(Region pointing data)
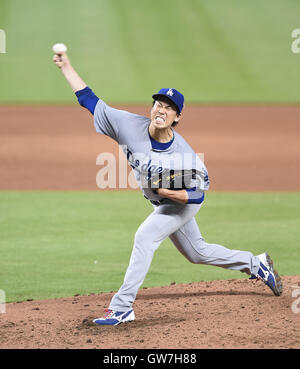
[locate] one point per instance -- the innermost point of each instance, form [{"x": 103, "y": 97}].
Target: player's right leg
[{"x": 189, "y": 241}]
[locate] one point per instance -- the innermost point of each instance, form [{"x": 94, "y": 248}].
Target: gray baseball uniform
[{"x": 169, "y": 218}]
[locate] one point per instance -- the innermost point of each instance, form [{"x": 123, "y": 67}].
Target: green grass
[
  {"x": 56, "y": 244},
  {"x": 214, "y": 51}
]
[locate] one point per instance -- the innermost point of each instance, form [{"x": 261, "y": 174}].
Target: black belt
[{"x": 155, "y": 202}]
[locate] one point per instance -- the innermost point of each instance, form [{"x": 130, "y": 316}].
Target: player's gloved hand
[{"x": 61, "y": 60}]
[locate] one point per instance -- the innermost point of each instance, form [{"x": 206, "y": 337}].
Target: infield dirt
[{"x": 246, "y": 149}]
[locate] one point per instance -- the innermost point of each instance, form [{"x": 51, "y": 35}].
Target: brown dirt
[
  {"x": 216, "y": 314},
  {"x": 246, "y": 149}
]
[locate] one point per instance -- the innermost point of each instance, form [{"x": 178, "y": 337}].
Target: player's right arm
[{"x": 74, "y": 80}]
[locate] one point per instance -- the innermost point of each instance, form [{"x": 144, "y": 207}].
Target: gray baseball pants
[{"x": 176, "y": 221}]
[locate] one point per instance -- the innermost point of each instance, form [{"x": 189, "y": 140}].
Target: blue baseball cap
[{"x": 175, "y": 96}]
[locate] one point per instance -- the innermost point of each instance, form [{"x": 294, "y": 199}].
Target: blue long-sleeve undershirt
[{"x": 88, "y": 100}]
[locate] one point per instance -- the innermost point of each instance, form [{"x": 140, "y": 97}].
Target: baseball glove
[{"x": 174, "y": 179}]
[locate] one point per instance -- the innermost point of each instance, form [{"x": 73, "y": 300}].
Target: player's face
[{"x": 163, "y": 115}]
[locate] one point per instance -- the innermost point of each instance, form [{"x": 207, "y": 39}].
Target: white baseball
[{"x": 59, "y": 48}]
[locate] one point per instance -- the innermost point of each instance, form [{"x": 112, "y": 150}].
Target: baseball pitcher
[{"x": 174, "y": 179}]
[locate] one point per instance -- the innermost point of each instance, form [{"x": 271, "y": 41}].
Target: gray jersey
[{"x": 131, "y": 132}]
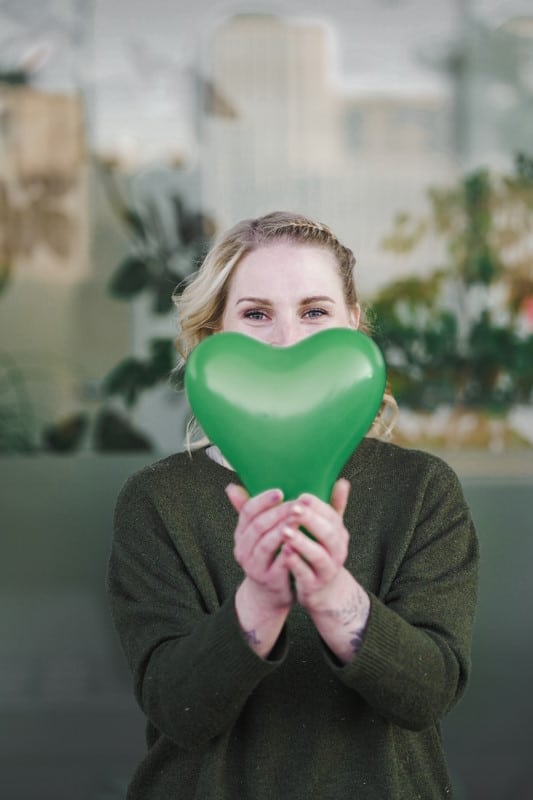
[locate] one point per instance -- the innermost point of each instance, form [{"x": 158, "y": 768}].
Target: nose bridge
[{"x": 285, "y": 330}]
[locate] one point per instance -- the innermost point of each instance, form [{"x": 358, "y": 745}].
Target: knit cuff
[{"x": 378, "y": 649}]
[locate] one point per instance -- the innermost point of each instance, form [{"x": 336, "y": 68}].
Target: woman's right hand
[{"x": 264, "y": 598}]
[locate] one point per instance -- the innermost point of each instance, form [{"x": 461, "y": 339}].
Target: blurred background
[{"x": 130, "y": 135}]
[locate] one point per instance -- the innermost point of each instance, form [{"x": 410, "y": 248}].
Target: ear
[{"x": 355, "y": 316}]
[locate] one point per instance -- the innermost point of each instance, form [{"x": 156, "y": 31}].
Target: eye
[
  {"x": 313, "y": 313},
  {"x": 255, "y": 314}
]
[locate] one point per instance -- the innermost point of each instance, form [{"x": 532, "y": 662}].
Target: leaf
[
  {"x": 127, "y": 379},
  {"x": 131, "y": 277},
  {"x": 135, "y": 222},
  {"x": 114, "y": 433}
]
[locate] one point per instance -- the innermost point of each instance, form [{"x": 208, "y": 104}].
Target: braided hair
[{"x": 201, "y": 304}]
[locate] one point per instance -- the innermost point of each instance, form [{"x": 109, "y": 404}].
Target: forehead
[{"x": 289, "y": 265}]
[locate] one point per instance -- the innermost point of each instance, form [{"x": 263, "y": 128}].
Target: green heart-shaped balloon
[{"x": 286, "y": 417}]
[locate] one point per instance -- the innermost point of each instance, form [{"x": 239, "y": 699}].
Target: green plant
[
  {"x": 167, "y": 242},
  {"x": 460, "y": 335}
]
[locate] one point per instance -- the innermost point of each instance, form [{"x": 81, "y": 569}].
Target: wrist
[{"x": 257, "y": 604}]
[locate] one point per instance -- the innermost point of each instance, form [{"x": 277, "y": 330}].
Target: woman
[{"x": 326, "y": 685}]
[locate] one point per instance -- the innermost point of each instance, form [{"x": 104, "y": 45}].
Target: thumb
[{"x": 339, "y": 496}]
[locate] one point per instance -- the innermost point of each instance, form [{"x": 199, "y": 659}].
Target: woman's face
[{"x": 285, "y": 291}]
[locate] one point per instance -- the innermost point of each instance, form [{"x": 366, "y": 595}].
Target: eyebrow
[{"x": 261, "y": 301}]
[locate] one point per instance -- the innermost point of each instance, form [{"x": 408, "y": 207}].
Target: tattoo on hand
[
  {"x": 357, "y": 640},
  {"x": 349, "y": 613},
  {"x": 251, "y": 638}
]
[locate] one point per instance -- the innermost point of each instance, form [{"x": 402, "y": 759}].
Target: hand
[
  {"x": 259, "y": 544},
  {"x": 317, "y": 564}
]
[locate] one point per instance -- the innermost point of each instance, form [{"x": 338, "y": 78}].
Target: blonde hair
[{"x": 201, "y": 304}]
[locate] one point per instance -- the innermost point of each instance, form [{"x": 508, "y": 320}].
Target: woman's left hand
[
  {"x": 335, "y": 601},
  {"x": 317, "y": 562}
]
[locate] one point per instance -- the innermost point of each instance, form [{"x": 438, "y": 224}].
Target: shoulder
[{"x": 385, "y": 461}]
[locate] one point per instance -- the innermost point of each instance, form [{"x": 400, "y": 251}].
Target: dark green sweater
[{"x": 224, "y": 724}]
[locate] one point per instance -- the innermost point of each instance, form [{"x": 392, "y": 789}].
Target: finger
[
  {"x": 302, "y": 572},
  {"x": 339, "y": 496},
  {"x": 317, "y": 559},
  {"x": 325, "y": 525}
]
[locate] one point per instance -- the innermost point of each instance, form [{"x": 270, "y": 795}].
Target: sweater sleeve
[
  {"x": 192, "y": 668},
  {"x": 414, "y": 661}
]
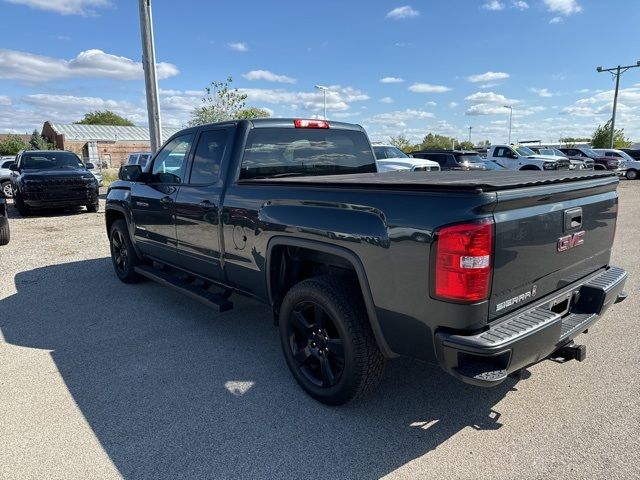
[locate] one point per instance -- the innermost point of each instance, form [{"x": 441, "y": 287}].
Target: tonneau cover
[{"x": 460, "y": 180}]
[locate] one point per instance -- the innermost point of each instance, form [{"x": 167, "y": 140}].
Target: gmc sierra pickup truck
[{"x": 483, "y": 273}]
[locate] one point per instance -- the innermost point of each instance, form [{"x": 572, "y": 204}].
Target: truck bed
[{"x": 485, "y": 181}]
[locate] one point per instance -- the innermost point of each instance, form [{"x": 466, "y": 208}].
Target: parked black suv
[
  {"x": 52, "y": 179},
  {"x": 453, "y": 159},
  {"x": 4, "y": 221}
]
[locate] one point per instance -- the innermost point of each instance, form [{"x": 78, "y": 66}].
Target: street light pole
[
  {"x": 510, "y": 117},
  {"x": 619, "y": 70},
  {"x": 324, "y": 96},
  {"x": 150, "y": 77}
]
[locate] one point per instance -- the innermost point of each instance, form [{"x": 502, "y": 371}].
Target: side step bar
[{"x": 205, "y": 296}]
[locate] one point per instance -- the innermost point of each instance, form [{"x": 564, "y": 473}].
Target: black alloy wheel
[{"x": 316, "y": 344}]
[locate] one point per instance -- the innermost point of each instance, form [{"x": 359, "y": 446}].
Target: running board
[{"x": 205, "y": 296}]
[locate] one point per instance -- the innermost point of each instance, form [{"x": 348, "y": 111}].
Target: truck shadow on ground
[{"x": 172, "y": 389}]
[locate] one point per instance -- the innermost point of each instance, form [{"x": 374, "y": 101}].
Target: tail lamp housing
[{"x": 464, "y": 262}]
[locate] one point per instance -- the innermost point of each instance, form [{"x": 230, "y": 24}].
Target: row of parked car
[{"x": 508, "y": 157}]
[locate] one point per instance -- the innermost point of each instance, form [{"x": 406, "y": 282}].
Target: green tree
[
  {"x": 602, "y": 135},
  {"x": 401, "y": 142},
  {"x": 105, "y": 117},
  {"x": 12, "y": 145},
  {"x": 252, "y": 112},
  {"x": 437, "y": 142},
  {"x": 222, "y": 102},
  {"x": 38, "y": 142}
]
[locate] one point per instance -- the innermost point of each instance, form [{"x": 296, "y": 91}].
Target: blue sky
[{"x": 392, "y": 66}]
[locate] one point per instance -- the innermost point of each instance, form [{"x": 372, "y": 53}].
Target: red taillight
[
  {"x": 464, "y": 261},
  {"x": 302, "y": 123}
]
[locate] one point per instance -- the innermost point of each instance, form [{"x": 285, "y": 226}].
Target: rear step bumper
[{"x": 531, "y": 334}]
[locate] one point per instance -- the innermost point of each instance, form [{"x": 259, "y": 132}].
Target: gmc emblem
[{"x": 569, "y": 241}]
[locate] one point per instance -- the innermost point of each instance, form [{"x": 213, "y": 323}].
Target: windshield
[
  {"x": 382, "y": 152},
  {"x": 471, "y": 158},
  {"x": 280, "y": 152},
  {"x": 50, "y": 160},
  {"x": 525, "y": 151}
]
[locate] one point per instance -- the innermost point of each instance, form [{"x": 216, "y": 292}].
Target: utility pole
[
  {"x": 150, "y": 77},
  {"x": 510, "y": 117},
  {"x": 619, "y": 70},
  {"x": 324, "y": 91}
]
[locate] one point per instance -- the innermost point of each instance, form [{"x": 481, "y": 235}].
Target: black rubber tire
[
  {"x": 23, "y": 209},
  {"x": 341, "y": 299},
  {"x": 125, "y": 271},
  {"x": 7, "y": 189},
  {"x": 5, "y": 234}
]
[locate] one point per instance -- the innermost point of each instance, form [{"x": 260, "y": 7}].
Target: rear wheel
[
  {"x": 5, "y": 235},
  {"x": 327, "y": 340},
  {"x": 123, "y": 255},
  {"x": 7, "y": 189}
]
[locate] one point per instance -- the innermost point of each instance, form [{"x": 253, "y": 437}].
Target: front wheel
[
  {"x": 123, "y": 255},
  {"x": 7, "y": 189},
  {"x": 327, "y": 340}
]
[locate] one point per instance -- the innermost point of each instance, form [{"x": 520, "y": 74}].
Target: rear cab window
[{"x": 281, "y": 152}]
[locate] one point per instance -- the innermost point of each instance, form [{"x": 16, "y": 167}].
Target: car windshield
[
  {"x": 491, "y": 165},
  {"x": 382, "y": 151},
  {"x": 50, "y": 160},
  {"x": 278, "y": 152},
  {"x": 469, "y": 158},
  {"x": 525, "y": 151}
]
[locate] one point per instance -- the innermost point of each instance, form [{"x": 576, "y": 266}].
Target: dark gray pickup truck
[{"x": 483, "y": 273}]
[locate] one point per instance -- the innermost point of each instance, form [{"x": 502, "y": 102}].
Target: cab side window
[
  {"x": 208, "y": 156},
  {"x": 169, "y": 164}
]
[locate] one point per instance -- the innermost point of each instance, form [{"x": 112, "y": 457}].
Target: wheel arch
[{"x": 347, "y": 257}]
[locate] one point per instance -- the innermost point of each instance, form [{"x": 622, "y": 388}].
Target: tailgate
[{"x": 549, "y": 236}]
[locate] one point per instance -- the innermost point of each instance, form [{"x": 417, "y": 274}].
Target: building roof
[{"x": 107, "y": 132}]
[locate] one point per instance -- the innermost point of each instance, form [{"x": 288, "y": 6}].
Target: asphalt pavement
[{"x": 104, "y": 380}]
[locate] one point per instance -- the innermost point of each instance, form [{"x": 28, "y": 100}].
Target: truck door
[
  {"x": 153, "y": 202},
  {"x": 198, "y": 204}
]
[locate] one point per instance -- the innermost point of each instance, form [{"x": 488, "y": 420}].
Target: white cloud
[
  {"x": 542, "y": 92},
  {"x": 563, "y": 7},
  {"x": 488, "y": 77},
  {"x": 268, "y": 76},
  {"x": 65, "y": 7},
  {"x": 399, "y": 118},
  {"x": 428, "y": 88},
  {"x": 29, "y": 67},
  {"x": 493, "y": 5},
  {"x": 391, "y": 80},
  {"x": 403, "y": 12},
  {"x": 238, "y": 46}
]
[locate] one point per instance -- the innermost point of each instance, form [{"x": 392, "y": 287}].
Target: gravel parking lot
[{"x": 104, "y": 380}]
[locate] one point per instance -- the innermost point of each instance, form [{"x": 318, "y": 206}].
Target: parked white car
[
  {"x": 519, "y": 157},
  {"x": 630, "y": 164},
  {"x": 392, "y": 159}
]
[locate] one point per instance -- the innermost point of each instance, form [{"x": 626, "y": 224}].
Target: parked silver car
[{"x": 5, "y": 176}]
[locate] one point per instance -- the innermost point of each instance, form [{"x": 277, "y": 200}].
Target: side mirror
[{"x": 130, "y": 173}]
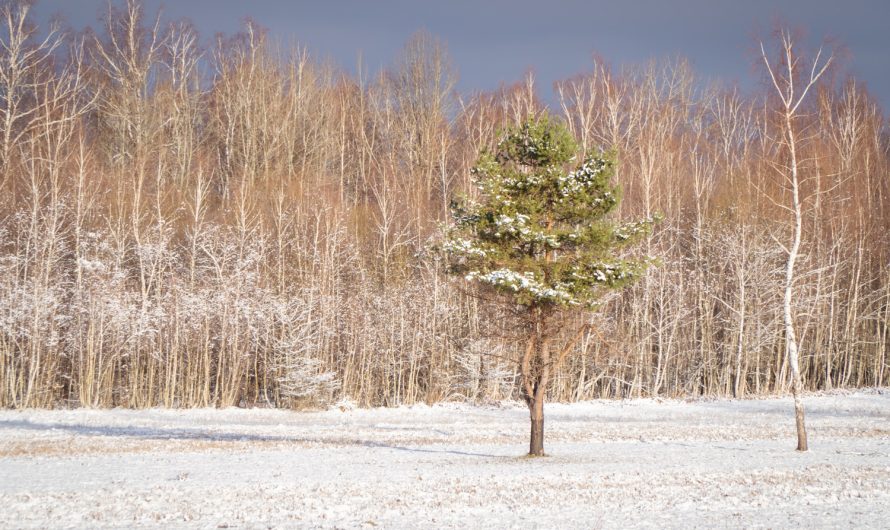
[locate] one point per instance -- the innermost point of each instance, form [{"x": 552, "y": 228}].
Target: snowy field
[{"x": 613, "y": 464}]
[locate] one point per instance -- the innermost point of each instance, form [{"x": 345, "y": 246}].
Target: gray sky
[{"x": 496, "y": 41}]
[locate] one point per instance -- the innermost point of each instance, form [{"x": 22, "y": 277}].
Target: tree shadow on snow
[{"x": 177, "y": 434}]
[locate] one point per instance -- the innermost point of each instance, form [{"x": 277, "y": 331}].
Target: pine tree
[{"x": 539, "y": 237}]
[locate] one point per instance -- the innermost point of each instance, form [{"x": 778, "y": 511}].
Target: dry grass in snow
[{"x": 613, "y": 464}]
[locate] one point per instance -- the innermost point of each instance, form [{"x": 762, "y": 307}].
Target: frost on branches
[
  {"x": 540, "y": 235},
  {"x": 540, "y": 231}
]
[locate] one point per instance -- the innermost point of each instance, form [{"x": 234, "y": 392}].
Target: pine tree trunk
[{"x": 536, "y": 411}]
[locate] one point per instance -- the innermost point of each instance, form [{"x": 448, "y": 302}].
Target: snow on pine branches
[{"x": 540, "y": 231}]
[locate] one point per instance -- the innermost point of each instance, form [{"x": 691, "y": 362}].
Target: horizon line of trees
[{"x": 244, "y": 225}]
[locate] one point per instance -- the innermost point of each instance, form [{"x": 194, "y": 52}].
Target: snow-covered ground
[{"x": 613, "y": 464}]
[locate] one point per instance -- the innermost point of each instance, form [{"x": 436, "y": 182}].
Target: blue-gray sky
[{"x": 496, "y": 41}]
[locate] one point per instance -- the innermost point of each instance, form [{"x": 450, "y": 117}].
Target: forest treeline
[{"x": 190, "y": 223}]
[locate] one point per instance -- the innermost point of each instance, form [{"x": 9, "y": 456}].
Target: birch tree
[{"x": 791, "y": 96}]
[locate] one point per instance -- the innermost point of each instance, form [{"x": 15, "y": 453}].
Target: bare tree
[{"x": 791, "y": 98}]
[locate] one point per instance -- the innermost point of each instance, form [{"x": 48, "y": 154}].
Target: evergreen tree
[{"x": 539, "y": 238}]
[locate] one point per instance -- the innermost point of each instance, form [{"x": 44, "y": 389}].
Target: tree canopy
[{"x": 540, "y": 228}]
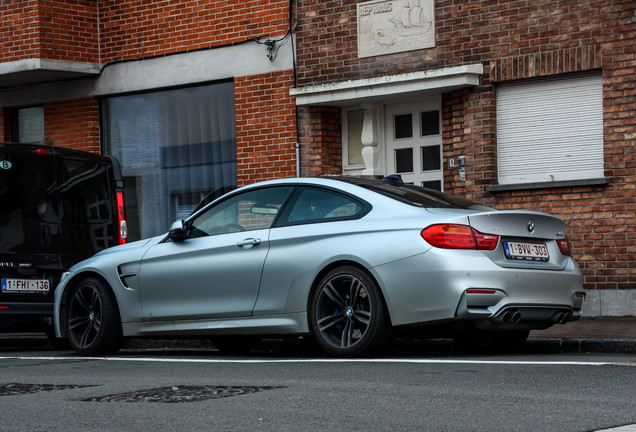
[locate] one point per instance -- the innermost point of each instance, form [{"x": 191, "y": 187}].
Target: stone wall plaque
[{"x": 390, "y": 26}]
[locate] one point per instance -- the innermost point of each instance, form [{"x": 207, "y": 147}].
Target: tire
[
  {"x": 348, "y": 315},
  {"x": 93, "y": 322},
  {"x": 502, "y": 342}
]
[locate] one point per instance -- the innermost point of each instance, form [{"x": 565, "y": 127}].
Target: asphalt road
[{"x": 202, "y": 390}]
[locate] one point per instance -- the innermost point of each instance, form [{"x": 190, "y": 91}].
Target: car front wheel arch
[{"x": 92, "y": 319}]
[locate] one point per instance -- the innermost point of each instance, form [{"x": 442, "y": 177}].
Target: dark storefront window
[{"x": 174, "y": 147}]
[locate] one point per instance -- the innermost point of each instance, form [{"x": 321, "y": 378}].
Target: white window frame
[{"x": 550, "y": 130}]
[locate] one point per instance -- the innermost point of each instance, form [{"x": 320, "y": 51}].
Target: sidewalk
[
  {"x": 587, "y": 335},
  {"x": 605, "y": 328}
]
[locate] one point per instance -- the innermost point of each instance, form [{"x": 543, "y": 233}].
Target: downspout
[{"x": 293, "y": 46}]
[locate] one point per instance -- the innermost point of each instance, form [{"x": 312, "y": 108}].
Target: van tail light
[
  {"x": 565, "y": 246},
  {"x": 121, "y": 218},
  {"x": 455, "y": 236}
]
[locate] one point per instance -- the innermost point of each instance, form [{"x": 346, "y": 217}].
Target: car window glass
[
  {"x": 84, "y": 192},
  {"x": 322, "y": 205},
  {"x": 27, "y": 188},
  {"x": 251, "y": 210}
]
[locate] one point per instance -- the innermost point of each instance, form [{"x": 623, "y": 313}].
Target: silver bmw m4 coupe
[{"x": 350, "y": 261}]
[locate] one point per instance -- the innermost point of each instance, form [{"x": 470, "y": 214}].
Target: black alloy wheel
[
  {"x": 93, "y": 322},
  {"x": 348, "y": 314}
]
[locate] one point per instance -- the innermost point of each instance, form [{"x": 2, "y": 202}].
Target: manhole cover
[
  {"x": 14, "y": 389},
  {"x": 179, "y": 394}
]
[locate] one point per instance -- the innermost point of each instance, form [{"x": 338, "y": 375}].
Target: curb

### Aim of the task
Lines from the one containing "Target: manhole cover" to the last line above, both included: copy these exactly and write nothing else.

### Answer section
Target: manhole cover
[
  {"x": 14, "y": 389},
  {"x": 179, "y": 394}
]
[locate] one point per instance -- the innermost point of each instance, form [{"x": 338, "y": 375}].
Target: curb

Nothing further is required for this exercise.